** start Selection **
Business: Capstone Project House Price Prediction Project Note-1
Business: Capstone Project House Price Prediction Project Note-1
REPORT
Capstone Project
Project Note-1
SONAL SINGH
01/05/2022
1
CONTENT
1) Introduction of the Problem
a) Defining problem statement
b) Need of the study/project
c) Understanding business/social opportunity
2) Data Report
a) Understanding how data was collected in terms of time, frequency
and methodology
b) Visual inspection of data (rows, columns, descriptive details)
c) Understanding of attributes (variable info, renaming if required)
2
1) INTRODUCTION
This section aims at introducing the project and providing the basic understanding of the
project and the objectives of this analysis. The analysis deals with the prediction of house prices
based on the factors given in the data set to define the attributes of a house. In other words,
it targets to understand the real estate market of the geographical location given. Prediction
of house prices is not only depend upon square foot of space that it occupies but, different
other factors like, number of bedrooms, bathrooms, floors, basement area, condition of house,
quality of house, year of build, waterfront/ beachfront, age of the house, age of renovation of
the house, etc., are few of the important points that play a major role in determining its cost.
** end Selection **
[Brief A]
Condense the paragraph of the house price report that begins "This section aims at introducing" into a short bulleted list that keeps its main facts.
[Brief B]
Pick up the house price report where it stops and write the next part.
** start Source excerpt **
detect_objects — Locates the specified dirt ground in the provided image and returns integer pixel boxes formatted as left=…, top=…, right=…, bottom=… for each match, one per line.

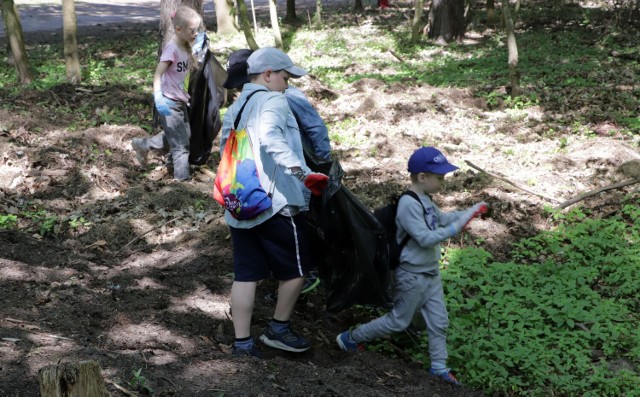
left=0, top=9, right=640, bottom=397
** end Source excerpt **
[Task output A]
- The section introduces the project, gives a basic understanding of it, and states the objectives of the analysis.
- The analysis predicts house prices from the factors in the data set that define a house's attributes. Its aim is to understand the real estate market of the given location.
- Price depends on square footage and also on other factors, including:
  - number of bedrooms, bathrooms, and floors
  - basement area
  - condition and quality of the house
  - year of build
  - waterfront/beachfront
  - age of the house and age of renovation

[Task output B]
So through this project we try to derive different patterns and we will be exploring multiple
other questions and try to derive answers to those by applying our learning and models from
the past 11 months of study.
Assumptions
This section aims at understanding the attributes in the data set which are not explained well
in the problem.
Ceil – 1 indicates the level/floor of house which is lowest in the attributes and 3.5 indicates
the maximum levels/floor of house.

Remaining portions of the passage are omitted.